BEGIN Extract provided
The document also seeks recommendations for the completion of Gardella Ranch Road, which would extend from the site to Sanguinetti Loop, though it lists a number of challenges that include railroad and drainage crossings, other road connections, preserving cultural resources, the need for retaining walls and “a great deal of cut and fill work.”

County staff was directed by the Board of Supervisors to move forward with seeking an architectural firm on March 22 during a special meeting held at Black Oak Casino Resort.

Deputy County Administrator Maureen Frank, who has overseen the center’s development, said at the meeting that the work is expected to take about four months to complete and cost about $150,000, which would be funded with interest accrued from the county’s lease-revenue bonds that financed much of the county’s share for the construction of the new jail and portion of the juvenile hall.

Frank was not immediately available for comment Friday afternoon.

One of the proposed tasks in the RFQ is to assess the existing and future needs of each county department that would be included in the plan, then translate those needs into recommendations on the size and features of the potential facilities at the site.

The RFQ stated the District Attorney’s Office has the equivalent of about 23 full-time employees who work in one 9,281-square-foot building the county owns at 423 N. Washington St., across from Sonora High School.

There are the equivalent of about six-and-a-half full-time employees who work in the Public Defender’s Office, which is housed in one 2,484-square-foot building at 99 N. Washington St. in Sonora that the county rents from Milton Dambacher for about $2,100 per month.

The Sheriff’s Office divisions that would move to the center have the equivalent of about 83 full-time employees who are spread across four buildings in Sonora, which total about 33,000 square feet combined.

Three of the buildings that house the Sheriff’s Office are leased by the county for a total of nearly $68,000 per year, though they will soon be moved into a single building on Cedar Road that will cost about $123,600 per year to rent and $110,250 to remodel.
END Extract provided
BEGIN Dataset records
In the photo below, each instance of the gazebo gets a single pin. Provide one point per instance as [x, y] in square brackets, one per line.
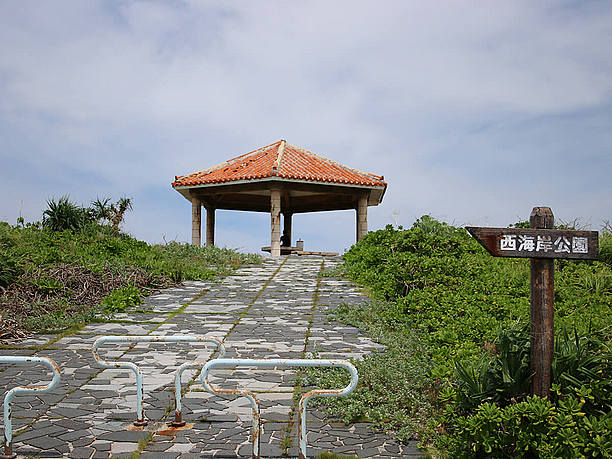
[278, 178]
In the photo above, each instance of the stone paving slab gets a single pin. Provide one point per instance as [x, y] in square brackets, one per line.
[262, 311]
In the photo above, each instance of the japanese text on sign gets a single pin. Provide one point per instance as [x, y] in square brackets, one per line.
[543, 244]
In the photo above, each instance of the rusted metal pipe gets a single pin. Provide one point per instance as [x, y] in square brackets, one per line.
END Dataset records
BEGIN Dataset records
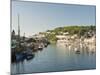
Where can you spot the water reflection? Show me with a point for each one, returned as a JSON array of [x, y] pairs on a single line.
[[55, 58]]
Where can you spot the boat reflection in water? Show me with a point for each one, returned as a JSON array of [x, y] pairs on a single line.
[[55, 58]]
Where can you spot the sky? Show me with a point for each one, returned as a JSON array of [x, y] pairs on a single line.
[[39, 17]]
END Dataset records
▶ Required work
According to the passage on the county justice center plan, how large is the building at 423 N. Washington St. that houses the District Attorney's Office?

▶ Exercise answer
It is 9,281 square feet.